_What you should do_. Reproduce only the records from the line containing "coat, it would be much appreciated." through the end of the records, replacing "pegboard" with "corkboard" and keeping everything else the same.

Contour annotation records:
━━━━━━━━━━━━━━━━━━━━
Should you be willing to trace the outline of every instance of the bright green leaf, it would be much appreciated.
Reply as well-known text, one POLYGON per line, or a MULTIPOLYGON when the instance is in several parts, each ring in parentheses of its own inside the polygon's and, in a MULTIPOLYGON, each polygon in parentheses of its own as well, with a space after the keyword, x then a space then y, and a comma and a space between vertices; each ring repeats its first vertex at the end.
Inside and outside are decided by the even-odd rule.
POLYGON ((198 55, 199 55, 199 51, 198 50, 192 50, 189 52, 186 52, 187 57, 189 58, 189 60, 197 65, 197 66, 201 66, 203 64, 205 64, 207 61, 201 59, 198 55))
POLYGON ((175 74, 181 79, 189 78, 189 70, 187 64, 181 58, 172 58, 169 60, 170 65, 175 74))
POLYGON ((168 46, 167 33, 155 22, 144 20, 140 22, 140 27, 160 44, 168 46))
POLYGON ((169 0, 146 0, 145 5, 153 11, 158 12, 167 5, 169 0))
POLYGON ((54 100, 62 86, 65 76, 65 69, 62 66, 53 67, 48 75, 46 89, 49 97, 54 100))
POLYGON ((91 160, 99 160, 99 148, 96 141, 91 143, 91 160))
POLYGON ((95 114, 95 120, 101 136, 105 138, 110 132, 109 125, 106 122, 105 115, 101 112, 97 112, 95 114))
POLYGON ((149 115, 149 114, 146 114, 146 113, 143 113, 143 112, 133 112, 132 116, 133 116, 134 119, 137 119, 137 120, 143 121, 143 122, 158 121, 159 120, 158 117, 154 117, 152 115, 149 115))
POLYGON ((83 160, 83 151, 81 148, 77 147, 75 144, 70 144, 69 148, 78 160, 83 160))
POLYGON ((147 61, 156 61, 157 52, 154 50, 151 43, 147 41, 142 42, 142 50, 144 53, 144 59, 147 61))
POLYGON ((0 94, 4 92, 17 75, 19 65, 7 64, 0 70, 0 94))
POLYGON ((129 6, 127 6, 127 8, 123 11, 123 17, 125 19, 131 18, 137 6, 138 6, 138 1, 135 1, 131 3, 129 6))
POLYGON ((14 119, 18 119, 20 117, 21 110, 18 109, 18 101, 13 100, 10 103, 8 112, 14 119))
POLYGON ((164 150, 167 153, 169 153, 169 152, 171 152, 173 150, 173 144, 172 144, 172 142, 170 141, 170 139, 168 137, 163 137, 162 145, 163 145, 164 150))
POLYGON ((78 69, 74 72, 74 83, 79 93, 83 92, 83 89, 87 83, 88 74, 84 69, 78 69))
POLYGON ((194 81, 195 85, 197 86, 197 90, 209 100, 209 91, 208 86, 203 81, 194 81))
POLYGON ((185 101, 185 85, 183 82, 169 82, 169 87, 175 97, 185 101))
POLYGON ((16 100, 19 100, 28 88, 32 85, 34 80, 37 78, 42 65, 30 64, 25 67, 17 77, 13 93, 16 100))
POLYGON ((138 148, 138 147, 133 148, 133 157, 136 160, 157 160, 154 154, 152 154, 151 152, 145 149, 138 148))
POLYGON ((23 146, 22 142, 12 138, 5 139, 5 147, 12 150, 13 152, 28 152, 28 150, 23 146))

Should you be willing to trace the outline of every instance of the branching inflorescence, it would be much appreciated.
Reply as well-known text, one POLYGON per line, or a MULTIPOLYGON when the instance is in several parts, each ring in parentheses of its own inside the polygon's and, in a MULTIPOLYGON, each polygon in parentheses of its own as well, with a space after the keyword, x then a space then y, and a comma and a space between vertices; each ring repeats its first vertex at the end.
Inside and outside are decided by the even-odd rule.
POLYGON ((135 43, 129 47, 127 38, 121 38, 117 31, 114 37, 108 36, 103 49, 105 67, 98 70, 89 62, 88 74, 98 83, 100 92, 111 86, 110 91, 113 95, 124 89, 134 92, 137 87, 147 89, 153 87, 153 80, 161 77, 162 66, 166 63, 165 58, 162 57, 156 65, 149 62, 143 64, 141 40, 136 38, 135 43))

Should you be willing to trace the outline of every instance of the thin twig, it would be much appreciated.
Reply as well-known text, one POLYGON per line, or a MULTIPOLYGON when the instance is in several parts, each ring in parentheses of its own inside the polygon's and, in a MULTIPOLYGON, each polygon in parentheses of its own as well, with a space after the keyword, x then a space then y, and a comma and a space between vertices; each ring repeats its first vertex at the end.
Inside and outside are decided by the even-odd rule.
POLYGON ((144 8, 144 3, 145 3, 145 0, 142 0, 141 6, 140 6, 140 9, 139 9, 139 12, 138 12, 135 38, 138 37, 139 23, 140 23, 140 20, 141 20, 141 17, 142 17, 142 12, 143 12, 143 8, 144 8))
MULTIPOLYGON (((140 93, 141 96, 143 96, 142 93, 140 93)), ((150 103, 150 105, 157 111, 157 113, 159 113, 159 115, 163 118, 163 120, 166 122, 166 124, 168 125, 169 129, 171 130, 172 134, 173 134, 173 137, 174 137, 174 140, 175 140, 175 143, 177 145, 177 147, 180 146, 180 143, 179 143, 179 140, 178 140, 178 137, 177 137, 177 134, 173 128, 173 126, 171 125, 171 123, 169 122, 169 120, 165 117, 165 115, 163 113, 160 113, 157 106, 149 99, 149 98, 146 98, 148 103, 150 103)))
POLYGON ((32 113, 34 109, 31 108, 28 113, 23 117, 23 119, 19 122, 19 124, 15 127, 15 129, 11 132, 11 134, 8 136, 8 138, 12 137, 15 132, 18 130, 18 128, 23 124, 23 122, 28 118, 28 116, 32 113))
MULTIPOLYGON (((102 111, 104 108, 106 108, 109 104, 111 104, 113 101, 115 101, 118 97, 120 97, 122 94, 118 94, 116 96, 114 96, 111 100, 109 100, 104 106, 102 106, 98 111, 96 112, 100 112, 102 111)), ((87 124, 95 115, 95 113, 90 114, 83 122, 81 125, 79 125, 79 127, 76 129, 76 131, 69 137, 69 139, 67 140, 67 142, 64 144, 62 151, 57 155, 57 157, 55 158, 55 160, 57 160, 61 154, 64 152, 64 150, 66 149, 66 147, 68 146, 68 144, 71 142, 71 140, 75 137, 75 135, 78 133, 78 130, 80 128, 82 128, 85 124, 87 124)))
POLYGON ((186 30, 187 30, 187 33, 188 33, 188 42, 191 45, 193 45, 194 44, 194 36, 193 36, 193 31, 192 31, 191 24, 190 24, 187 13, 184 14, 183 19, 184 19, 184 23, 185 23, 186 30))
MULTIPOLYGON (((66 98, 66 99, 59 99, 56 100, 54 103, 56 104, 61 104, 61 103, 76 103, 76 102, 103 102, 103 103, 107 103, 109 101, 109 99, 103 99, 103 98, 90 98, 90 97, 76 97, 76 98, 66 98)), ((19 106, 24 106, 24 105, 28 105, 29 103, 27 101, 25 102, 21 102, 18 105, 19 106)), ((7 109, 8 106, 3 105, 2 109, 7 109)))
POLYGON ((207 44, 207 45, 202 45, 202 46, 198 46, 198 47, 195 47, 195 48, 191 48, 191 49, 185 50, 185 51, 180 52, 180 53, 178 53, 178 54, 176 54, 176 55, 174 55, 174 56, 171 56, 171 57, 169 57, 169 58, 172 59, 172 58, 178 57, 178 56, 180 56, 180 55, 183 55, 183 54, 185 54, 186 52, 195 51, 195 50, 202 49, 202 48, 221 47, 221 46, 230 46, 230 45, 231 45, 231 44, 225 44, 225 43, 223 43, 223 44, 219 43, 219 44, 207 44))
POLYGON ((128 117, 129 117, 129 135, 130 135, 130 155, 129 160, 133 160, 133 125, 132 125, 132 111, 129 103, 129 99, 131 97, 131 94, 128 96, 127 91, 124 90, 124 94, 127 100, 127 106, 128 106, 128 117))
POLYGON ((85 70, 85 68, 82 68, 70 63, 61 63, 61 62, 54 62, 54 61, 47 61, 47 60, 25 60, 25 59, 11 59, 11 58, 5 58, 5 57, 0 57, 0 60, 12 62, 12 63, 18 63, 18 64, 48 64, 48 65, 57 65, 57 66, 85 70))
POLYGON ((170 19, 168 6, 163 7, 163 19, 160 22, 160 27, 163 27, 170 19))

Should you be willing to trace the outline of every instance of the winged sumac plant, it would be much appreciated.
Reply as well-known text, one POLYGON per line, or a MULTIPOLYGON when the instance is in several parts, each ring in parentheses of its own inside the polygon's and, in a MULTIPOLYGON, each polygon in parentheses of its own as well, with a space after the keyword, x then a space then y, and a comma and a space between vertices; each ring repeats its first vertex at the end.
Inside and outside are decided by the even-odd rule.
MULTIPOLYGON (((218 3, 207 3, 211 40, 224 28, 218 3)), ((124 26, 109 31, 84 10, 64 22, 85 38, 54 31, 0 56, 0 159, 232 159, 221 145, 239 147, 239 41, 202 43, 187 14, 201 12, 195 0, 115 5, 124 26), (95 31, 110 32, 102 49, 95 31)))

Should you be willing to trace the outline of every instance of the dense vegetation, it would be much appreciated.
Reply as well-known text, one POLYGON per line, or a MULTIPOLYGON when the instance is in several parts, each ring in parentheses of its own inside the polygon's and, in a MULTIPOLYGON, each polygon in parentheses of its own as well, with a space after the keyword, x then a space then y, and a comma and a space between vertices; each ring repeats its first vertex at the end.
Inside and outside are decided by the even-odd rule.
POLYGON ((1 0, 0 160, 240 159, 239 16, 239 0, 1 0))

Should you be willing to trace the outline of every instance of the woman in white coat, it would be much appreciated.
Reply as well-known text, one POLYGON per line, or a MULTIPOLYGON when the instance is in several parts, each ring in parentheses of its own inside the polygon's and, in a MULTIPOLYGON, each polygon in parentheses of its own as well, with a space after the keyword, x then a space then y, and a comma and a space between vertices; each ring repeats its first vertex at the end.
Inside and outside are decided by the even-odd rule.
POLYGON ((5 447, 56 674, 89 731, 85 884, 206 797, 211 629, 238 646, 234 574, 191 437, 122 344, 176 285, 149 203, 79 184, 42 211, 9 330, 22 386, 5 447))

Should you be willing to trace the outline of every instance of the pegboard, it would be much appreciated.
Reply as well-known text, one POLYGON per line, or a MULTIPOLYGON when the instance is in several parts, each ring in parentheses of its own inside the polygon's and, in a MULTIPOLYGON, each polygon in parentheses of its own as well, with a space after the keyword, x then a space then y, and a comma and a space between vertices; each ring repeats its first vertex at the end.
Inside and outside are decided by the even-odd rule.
━━━━━━━━━━━━━━━━━━━━
_Task solution_.
Should you be willing to trace the outline of every instance of the woman in white coat, it would be much appreciated.
Reply as well-known text, one POLYGON per line, or a MULTIPOLYGON when the instance is in several parts, each ring in parentheses of its own inside the polygon's and, in a MULTIPOLYGON, each polygon in parentheses of its own as well, with a space after the keyword, x then a space then y, and a comma and a space between vertices; each ring repeats its first vertex at the end.
Inside and outside are decided by the even-odd rule.
POLYGON ((5 447, 56 674, 89 731, 85 884, 206 797, 211 629, 238 646, 234 574, 191 437, 122 344, 176 285, 149 203, 79 184, 42 211, 9 330, 22 386, 5 447))

Should you be willing to trace the outline of every instance of the corkboard, it would be much appreciated.
Reply as well-known text, one POLYGON per line, or a MULTIPOLYGON when the instance is in several parts, each ring in parentheses of its own inside the polygon's and, in a MULTIPOLYGON, each polygon in parentheses of its own as well, with a space after the keyword, x then a space then y, and a comma and a space between vertices; each ring repeats its first vertex at the end.
Inside and outside are decided by the even-odd rule.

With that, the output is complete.